__WHAT YOU NEED TO DO__.
Given the entries that follow, write out exactly the lines starting at the one containing "Target: compass needle" and ending at the one containing "Where can the compass face", both ends included, and only those.
+++++
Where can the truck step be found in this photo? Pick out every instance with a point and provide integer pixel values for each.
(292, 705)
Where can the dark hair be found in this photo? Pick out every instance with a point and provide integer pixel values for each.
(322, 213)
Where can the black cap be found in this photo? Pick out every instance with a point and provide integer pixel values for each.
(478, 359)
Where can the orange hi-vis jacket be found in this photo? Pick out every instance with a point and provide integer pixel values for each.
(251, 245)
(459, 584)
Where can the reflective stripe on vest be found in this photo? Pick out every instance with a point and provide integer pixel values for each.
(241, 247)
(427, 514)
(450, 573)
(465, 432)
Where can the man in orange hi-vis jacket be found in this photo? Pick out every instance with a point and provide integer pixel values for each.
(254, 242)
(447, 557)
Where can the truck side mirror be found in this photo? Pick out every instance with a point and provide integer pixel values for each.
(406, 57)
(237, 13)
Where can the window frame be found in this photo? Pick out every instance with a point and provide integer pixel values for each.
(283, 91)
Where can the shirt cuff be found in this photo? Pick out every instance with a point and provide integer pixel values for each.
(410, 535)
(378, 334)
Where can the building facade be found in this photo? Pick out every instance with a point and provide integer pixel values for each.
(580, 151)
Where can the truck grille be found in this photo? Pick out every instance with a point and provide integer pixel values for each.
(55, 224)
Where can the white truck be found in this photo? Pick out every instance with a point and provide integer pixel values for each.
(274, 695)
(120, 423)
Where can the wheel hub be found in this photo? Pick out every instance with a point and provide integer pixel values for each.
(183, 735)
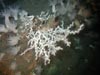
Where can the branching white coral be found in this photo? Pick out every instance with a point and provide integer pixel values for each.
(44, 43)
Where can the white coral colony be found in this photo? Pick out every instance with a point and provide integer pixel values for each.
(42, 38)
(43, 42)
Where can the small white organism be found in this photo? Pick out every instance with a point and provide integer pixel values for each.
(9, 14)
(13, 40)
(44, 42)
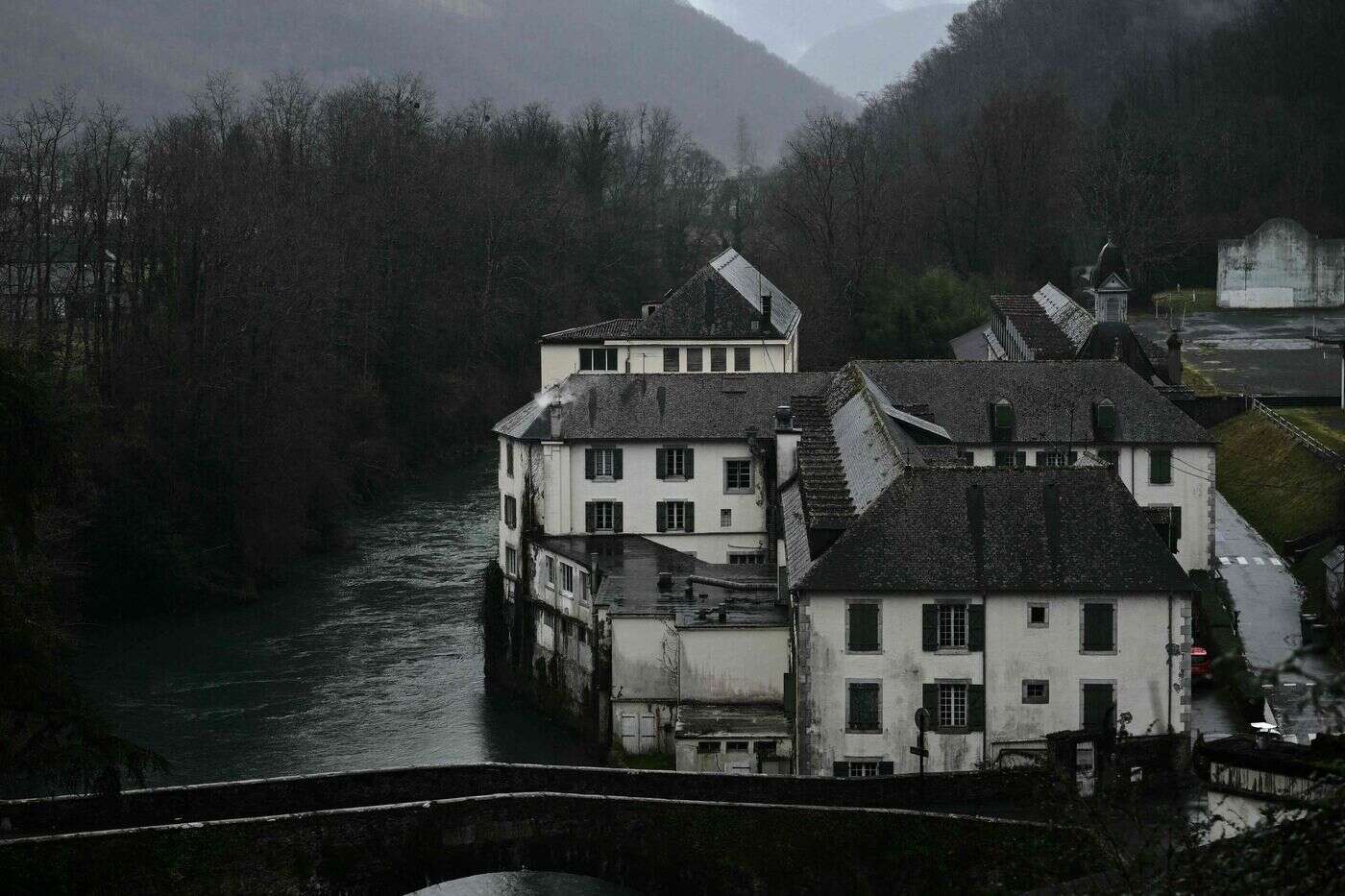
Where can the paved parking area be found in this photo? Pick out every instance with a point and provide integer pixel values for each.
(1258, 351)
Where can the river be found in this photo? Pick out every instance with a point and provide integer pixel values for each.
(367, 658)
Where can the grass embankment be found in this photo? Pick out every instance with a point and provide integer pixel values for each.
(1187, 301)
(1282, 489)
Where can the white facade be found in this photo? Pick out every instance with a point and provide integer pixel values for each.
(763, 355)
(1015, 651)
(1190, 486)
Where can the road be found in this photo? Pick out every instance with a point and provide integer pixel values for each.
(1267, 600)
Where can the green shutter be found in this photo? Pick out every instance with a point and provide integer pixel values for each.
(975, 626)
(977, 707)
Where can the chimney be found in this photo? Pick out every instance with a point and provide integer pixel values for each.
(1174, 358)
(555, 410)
+++++
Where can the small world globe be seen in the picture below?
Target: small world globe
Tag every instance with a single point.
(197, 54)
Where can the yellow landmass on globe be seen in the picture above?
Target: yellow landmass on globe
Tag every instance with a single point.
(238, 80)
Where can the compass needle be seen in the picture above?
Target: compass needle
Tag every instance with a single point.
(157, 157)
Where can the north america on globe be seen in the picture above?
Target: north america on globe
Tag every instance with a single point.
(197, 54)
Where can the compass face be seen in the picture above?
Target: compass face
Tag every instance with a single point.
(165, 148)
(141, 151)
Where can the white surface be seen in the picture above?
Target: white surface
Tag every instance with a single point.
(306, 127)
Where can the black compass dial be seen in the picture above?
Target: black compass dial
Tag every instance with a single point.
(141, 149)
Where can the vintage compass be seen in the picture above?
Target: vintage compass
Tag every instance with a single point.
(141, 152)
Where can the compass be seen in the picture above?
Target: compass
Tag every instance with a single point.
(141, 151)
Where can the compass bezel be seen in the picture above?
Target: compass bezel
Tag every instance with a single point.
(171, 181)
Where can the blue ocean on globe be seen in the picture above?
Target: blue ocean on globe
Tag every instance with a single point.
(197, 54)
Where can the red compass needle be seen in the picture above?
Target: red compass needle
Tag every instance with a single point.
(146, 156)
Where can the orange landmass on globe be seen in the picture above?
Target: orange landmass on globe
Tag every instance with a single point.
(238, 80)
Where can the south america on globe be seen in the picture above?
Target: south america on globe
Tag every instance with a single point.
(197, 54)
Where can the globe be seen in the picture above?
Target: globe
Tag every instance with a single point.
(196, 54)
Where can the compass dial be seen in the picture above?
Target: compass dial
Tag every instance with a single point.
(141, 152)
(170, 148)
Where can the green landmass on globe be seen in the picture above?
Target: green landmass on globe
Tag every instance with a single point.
+++++
__FINISHED EXERCISE__.
Target: compass needle
Tag every instance with a single point.
(157, 157)
Where can the north america on globe be seen in the picture above?
Target: north america on globe
Tag every instance with a single point.
(197, 54)
Where can the compass face be seen in the picture above?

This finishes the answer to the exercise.